------ SOURCE EXTRACT
Manchester vs Santiago

My own pictures of Manchester’s Warehouse Project (up-left) and a view on the city of Santiago du Chile (bottom-right).

When you travel during a certain amount of time, you always end up asking yourself what’s the link between all this. You start making assumptions and having opinions on everything, even if you see the reality of the places you’ve been through a prism. A shoddy prism, and many times discourteous to local cultures that’s for sure. But It only depends on you to try having a less-false and less-fantasized vision on things. It won’t ever be perfect, and sometimes fantasizing things can be great to make things look better – in that sense it only matters that we are satisfied by seeing colourful stories in our minds. Nonetheless, trying it hard to approach things with a less exotic sight can also be satisfying and rewarding in many senses.

It’s a jolly speech but don’t worry, I have a hard time to apply these things to myself – we all have. Now that it is said, let’s try to link two very different cities to see how they constructed their youth, their relationship to drugs and countercultures and how it shaped the way they live. Santiago and Manchester – let’s say the gran gran Manchester, including Sheffield and Leeds – are two interesting areas because their current situation has been built from a similar temporal structure. Both cities had a shifting point in the early eighties, when their youth were reborn with a protesting spirit. It’s where our story begin.

A whole generation’s skirmish

The soundtrack of this period is constituted by La Voz De Los 80’s from LOS PRISONIEROS in our Chilean side and Kino from CABARET VOLTAIRE in our British side. Both represent their years, both represent the struggle against the powers in place. When CABARET VOLTAIRE says ‘Everything. Devoured. I learn to hold my, will power.’ in James Brown, it can refers to the rude liberal shift with Thatcher arriving to office. Sheffield – and Manchester – were the two main industrial hearts of the UK. Both were ravaged, though Manchester embraced the need for renewal quicker than Sheffield. It’s from these places and from this time that ones of the most influential industrial and punk musical movements were born.

And It’s something you still sense when you go to Sheffield. I had the chance to meet LO SHEA, the current main electronic curator of the city. He told me how important was Cabaret Voltaire for this generation:

‘All this industrial sound was started by them, and it reflected the geography and the landscapes of the culture here. That bleak harshness and the steel works, you can find it in their music.’

On its side, Manchester went deep into the Madchester phenomena, the bright years of Factory Records and the famous Hacienda. Counter-culture in its most perfect representation.
------------
------ THE INPUT
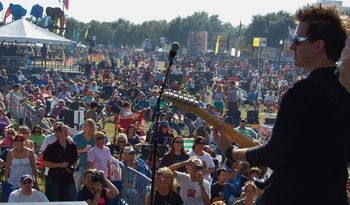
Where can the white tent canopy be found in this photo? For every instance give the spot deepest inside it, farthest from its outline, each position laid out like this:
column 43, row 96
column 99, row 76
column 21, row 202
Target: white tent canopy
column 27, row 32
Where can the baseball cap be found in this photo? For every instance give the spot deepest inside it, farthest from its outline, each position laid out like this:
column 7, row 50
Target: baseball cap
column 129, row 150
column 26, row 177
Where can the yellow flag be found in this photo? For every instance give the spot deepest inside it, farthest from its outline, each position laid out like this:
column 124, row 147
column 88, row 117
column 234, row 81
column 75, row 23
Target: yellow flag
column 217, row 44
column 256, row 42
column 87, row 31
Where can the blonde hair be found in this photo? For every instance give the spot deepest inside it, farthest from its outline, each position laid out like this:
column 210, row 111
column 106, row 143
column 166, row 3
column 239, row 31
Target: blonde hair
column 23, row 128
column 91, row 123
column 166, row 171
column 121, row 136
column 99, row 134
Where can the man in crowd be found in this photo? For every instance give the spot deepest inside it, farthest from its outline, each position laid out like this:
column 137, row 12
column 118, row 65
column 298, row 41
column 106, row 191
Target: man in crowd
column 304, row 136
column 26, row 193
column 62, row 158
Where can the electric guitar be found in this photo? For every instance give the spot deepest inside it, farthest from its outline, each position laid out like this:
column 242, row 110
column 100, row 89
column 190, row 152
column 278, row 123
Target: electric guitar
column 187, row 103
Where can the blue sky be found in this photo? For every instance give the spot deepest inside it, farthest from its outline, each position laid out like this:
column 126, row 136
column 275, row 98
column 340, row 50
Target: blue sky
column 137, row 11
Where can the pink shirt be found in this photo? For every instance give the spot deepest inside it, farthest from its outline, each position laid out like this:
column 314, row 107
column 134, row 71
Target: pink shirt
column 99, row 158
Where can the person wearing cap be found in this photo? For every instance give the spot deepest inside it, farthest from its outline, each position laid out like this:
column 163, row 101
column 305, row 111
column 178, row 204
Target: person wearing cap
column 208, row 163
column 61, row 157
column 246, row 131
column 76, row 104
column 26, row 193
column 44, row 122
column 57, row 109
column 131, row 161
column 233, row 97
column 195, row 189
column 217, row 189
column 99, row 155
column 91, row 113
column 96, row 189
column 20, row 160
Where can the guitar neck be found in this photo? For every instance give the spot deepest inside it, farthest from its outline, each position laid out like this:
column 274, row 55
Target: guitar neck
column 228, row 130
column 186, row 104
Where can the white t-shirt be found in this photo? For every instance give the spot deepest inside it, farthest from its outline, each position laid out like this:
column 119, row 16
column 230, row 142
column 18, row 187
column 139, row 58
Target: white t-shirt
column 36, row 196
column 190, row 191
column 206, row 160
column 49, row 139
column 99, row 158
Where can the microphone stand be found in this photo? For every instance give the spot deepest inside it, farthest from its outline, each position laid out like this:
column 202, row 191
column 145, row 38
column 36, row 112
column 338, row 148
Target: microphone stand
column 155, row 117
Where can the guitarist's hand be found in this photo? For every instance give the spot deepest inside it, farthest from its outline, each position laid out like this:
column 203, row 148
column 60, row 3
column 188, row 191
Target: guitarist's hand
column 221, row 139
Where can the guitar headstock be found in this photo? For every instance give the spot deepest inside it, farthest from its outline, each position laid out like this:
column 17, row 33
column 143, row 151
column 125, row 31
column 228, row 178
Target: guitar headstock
------------
— BRIEF 1 —
Rewrite the rows between the line holding "Where can the baseball" and the line holding "column 26, row 177", inclusive, replacing "baseball cap" with "sun hat" and leaving everything else unchanged.
— BRIEF 2 —
Extend the essay comparing Manchester and Santiago, picking up immediately after its final sentence.

— TASK RESULT 1 —
Where can the sun hat be found in this photo? For every instance give the spot deepest inside it, farthest from its outline, each position laid out like this:
column 7, row 50
Target: sun hat
column 129, row 150
column 26, row 177

— TASK RESULT 2 —
Chile on its side was in the middle of the Pinochet years. The early 80’s saw popular bands taking over the voice for contestation. LOS PRISONIEROS, one of the Chilean rock legend, was one of them. They’re a very interesting figure, as frontleader Jorge Gonzalez will also be one of the first person to bring electronic music to Chilean pop music later on. His Cumbia Triste inspired the current electronic generation of Santiago. In general, the politics of Chile has always been influenced by its musical movements. As far back as fifty years ago, songwriters like Victor Jara were ambassadors for the leftish revolution of Allende, just before Pinochet. In this sense, both England and Chile are two places that work in a same way when it comes to relating music and politics. And within that, Manchester was a musical place for contest as much as Santiago was, in a slightly different context.

Singular ways of living music

Jumping up until now, it’s interesting to see how it’s related with how each youth behave nowadays. Let’s face it: the mancunian youth is the one of Europe most degenerate one, having the highest rate of mothers before twenty, the highest drug consumption rate, and they’re also heavy when it comes to bringe drinking. I’ve seen it by myself, with parties in warehouses like Leeds Canal Mills with as much as 2/3rd of the 2000 people capacity clearly on MDMA. And if you want over proofs than physical impressions, you can also read the 2015 European Drug Report made by the European Monitoring Centre for Drugs and Drug Addiction. It pretty much says the same thing.

All that to say that the spirit of liberty and contestation in a conservatism-oriented Britain is something you can still sense in Manchester, in the way people behave and react to things. The rave culture has totally vanished over there – you won’t find many illegal parties – but inside warehouses it feels something similar. We lack the adventure and in some regards it can be considered over-sanitized – Manchester’s Warehouse Project is a good example of that – but truly people that go into these raves don’t go there to get laid or to show their cool clothes to everyone.

These people come to raves to take a hell too-much ecstasy and enjoy good music, basically like 8 years old children playing in sandboxes.

Even the douchebag next to you in lectures at university will go to some of these party. It’s there one of the most interesting fact to note: you don’t have to be cultivated to enjoy good music, and that’s something unique to Britain that makes it for their relative western musical domination over the past 50 years.

A serie of pictures I made with disposable cameras in various warehouse in Manchester, Leeds and Newcastle in late 2015.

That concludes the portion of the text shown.